Start

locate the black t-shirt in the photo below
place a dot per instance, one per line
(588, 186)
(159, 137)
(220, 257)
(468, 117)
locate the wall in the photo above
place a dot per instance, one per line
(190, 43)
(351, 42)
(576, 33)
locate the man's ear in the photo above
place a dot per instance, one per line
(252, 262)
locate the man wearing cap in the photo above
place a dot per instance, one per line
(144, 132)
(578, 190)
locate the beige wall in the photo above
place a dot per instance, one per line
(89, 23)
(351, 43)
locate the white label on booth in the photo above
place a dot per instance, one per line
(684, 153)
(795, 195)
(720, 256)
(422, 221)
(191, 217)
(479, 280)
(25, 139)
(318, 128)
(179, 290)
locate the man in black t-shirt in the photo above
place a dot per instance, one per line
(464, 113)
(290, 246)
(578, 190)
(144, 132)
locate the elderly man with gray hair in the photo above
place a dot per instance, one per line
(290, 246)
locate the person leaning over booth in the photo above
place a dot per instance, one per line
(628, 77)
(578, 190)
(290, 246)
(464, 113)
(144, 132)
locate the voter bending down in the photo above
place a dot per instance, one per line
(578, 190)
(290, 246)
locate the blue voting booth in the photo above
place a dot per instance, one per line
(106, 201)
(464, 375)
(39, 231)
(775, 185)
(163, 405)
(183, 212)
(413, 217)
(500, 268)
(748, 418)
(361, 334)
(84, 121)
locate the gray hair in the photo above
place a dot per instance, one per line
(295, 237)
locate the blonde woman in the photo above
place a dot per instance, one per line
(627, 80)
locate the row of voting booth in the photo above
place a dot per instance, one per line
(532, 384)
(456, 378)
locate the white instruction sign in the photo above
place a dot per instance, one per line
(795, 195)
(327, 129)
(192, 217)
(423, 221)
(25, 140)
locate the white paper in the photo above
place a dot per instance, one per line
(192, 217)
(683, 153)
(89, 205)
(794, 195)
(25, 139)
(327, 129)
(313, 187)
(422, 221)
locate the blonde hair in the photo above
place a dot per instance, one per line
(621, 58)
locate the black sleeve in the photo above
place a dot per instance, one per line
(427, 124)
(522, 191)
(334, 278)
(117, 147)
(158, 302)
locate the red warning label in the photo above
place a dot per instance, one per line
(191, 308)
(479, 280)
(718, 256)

End

Your goal> Rewrite all the rows above with "dot" swapped for "point" wherever it appears, changing nothing else.

The result>
locate the black t-shirt in the photo below
place a point per instance, one per line
(588, 186)
(159, 137)
(220, 257)
(468, 117)
locate the wall in the photo above
place a point per instance, one per line
(190, 43)
(351, 42)
(576, 33)
locate the man's ear in the photo above
place a point per instance, one per line
(252, 262)
locate the man wearing cap in the photo above
place a point per instance, one per line
(144, 132)
(578, 190)
locate the beige wall in the photo above
place a point per instance, one per line
(89, 23)
(351, 43)
locate the white label on booth in the photo above
place a point per instance, one per line
(684, 153)
(795, 195)
(720, 256)
(422, 221)
(191, 217)
(479, 280)
(25, 139)
(318, 128)
(179, 290)
locate the man in black t-shirt in the photo above
place a point per instance, one per line
(464, 113)
(290, 246)
(578, 190)
(144, 132)
locate the elderly man with gray hair in the photo above
place a point per instance, one per line
(290, 246)
locate the person leaning over booth in the photo above
place a point per instance, one per line
(628, 77)
(578, 190)
(290, 246)
(464, 113)
(144, 132)
locate the voter bending down in the photo above
place a point per instance, one per line
(578, 190)
(290, 246)
locate the blue voting booth in the photo above
place a point per instance, one per line
(106, 201)
(464, 375)
(39, 231)
(775, 185)
(163, 405)
(183, 212)
(413, 217)
(500, 268)
(748, 418)
(361, 334)
(84, 121)
locate the gray hair in the photo above
place a point per instance, one per line
(295, 237)
locate the blonde woman in the photo above
place a point per instance, one per line
(627, 80)
locate the row of voting booth in the photo above
place a point per instance, one per line
(532, 384)
(456, 378)
locate the white instruction sign in the photo above
place a point per instance, one per line
(795, 195)
(327, 129)
(192, 217)
(423, 221)
(25, 140)
locate the white paper in the photo above
place a point per instance, one per line
(192, 217)
(683, 153)
(89, 205)
(794, 195)
(25, 139)
(327, 129)
(313, 187)
(422, 221)
locate the blonde hair in the photo above
place a point per instance, one per line
(621, 58)
locate the black sleeve in the photo above
place a point per instance, one per line
(427, 124)
(522, 191)
(334, 278)
(117, 147)
(158, 302)
locate the red warning label in the photo above
place a point per instance, one per line
(191, 308)
(479, 280)
(718, 256)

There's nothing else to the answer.